Tal postura, desde luego, puede no ser
entendida como la propia de un legitimista auténtico que al acceder a su cargo
juró ocuparlo solo «hasta el regreso del rey». Sin embargo, Denethor no deja de tener
argumentos a su favor. Y es que efectivamente el rey legítimo, y sus
antecesores durante varias generaciones, se desentendieron del reino, y todo lo
fiaron a la gestión de los Senescales. Y si los antecesores de Aragorn,
pudiendo hacerlo, no reclamaron el trono para sí ¿no perdieron acaso su
legitimidad por su no ejercicio? Como bien señala, los que debieron ser reyes
perdieron su señorío y dignidad durante su largo exilio al dedicarse a trabajos
serviles, y no a regir su pueblo, como su deber les reclamaba.
Además, durante todo el tiempo de vacancia del
trono surgieron nuevas tradiciones, cambiaron otras, se crearon situaciones de
hecho completamente desconocidas, situaciones todas ellas que debían ser
tomadas en consideración y respetadas («Querría que las cosas permanecieran tal como fueron durante todos
los días de mi vida- respondió Denethor-, y en los días de los antepasados que
vinieron antes: ser el Señor de la
Ciudad y gobernar en paz»).
A estos dos argumentos
habría que añadir un motivo personal de animadversión del Senescal contra el
rey legítimo (que no aparece en este fragmento), motivado por la falta de
sensibilidad de éste último, que se presentó de improviso, dejándose anunciar
entre su pueblo, sin haber cumplido previamente con una ceremonia que ningún
Rey podía ignorar: anunciarse previamente al Senescal, quien legítimamente
ejerció sus funciones en sus ausencia.
Es curioso, por demás, el profundo
conocimiento que muestra Tolkien del mundo legitimista, pues Denethor no obvia
citar, en su argumentación en contra del reconocimiento del rey, el galimatías
jurídico-sucesorio que acompaña a toda legitimidad proscrita («Porque aun cuando pruebe la
legitimidad de su derecho, tendrá que descender de la dinastía de Isildur»).
En cambio la postura
de Faramir es muy distinta. Se trata de un hombre joven sin pretensiones
políticas o sociales de ningún tipo, que aún no ha llevado sobre sus hombres la
responsabilidad de gobernar la
Causa del rey, y que por tanto gustosamente reconoce a su Rey
y Señor, que al fin y al cabo le viene a descargar de ejercer una
responsabilidad para la que no se estimaba preparado. No en vano, era el
segundo hijo de Denethor, y el llamado a la herencia como Senescal no era él,
sino su hermano Boromir, muerto trágicamente poco tiempo antes de la escena que
hemos transcrito.
-=-=-=-=-
Qué hacer:
**A.** Reproduce sin cambios el fragmento del pasaje sobre Denethor y Faramir que empieza en "En cambio la" y termina en "hemos transcrito.".
**B.** Responde estas preguntas a partir del pasaje sobre Denethor y Faramir:
(i) ¿Qué juró Denethor al acceder a su cargo?
(ii) ¿De qué dinastía, según Denethor, tendrá que descender el rey aunque pruebe la legitimidad de su derecho?
(iii) ¿Quién era el llamado a la herencia como Senescal?
**C.** Enumera todos los nombres propios de persona que aparecen en el pasaje sobre Denethor y Faramir, en el orden en que se mencionan por primera vez.

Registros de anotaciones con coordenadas
-=-=-=-=-
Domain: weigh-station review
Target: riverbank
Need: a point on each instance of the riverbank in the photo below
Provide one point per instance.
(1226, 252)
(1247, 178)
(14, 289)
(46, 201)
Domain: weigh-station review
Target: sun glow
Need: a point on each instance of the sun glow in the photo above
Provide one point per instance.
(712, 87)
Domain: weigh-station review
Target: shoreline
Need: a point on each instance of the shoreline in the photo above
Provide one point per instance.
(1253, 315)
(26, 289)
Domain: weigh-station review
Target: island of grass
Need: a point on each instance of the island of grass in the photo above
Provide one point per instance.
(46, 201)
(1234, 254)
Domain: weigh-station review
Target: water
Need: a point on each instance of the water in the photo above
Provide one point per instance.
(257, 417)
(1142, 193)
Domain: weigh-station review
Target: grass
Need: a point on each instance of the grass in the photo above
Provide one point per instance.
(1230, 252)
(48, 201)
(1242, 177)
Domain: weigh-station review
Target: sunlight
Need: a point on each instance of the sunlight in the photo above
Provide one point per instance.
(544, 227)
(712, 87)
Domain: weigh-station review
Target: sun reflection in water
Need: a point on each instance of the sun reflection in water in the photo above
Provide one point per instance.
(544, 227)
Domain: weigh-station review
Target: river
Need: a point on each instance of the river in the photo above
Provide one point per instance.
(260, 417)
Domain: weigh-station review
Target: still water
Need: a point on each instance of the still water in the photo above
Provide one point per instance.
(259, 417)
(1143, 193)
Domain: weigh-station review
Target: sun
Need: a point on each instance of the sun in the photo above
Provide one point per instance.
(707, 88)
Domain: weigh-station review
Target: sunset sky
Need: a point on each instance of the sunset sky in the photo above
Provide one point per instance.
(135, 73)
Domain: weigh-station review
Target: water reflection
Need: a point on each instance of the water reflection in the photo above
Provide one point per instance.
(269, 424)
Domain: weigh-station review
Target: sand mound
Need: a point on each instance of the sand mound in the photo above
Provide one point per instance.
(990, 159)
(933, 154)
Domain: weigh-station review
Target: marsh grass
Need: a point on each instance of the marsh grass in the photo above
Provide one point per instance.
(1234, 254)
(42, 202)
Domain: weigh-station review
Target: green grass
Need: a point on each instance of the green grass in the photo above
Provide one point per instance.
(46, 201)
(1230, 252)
-=-=-=-=-
Soluciones:
**A.**
En cambio la postura
de Faramir es muy distinta. Se trata de un hombre joven sin pretensiones
políticas o sociales de ningún tipo, que aún no ha llevado sobre sus hombres la
responsabilidad de gobernar la
Causa del rey, y que por tanto gustosamente reconoce a su Rey
y Señor, que al fin y al cabo le viene a descargar de ejercer una
responsabilidad para la que no se estimaba preparado. No en vano, era el
segundo hijo de Denethor, y el llamado a la herencia como Senescal no era él,
sino su hermano Boromir, muerto trágicamente poco tiempo antes de la escena que
hemos transcrito.

**B.**
(i) Juró ocupar el cargo solo «hasta el regreso del rey».
(ii) De la dinastía de Isildur.
(iii) Boromir, el hermano de Faramir.

**C.** Denethor, Aragorn, Tolkien, Isildur, Faramir, Boromir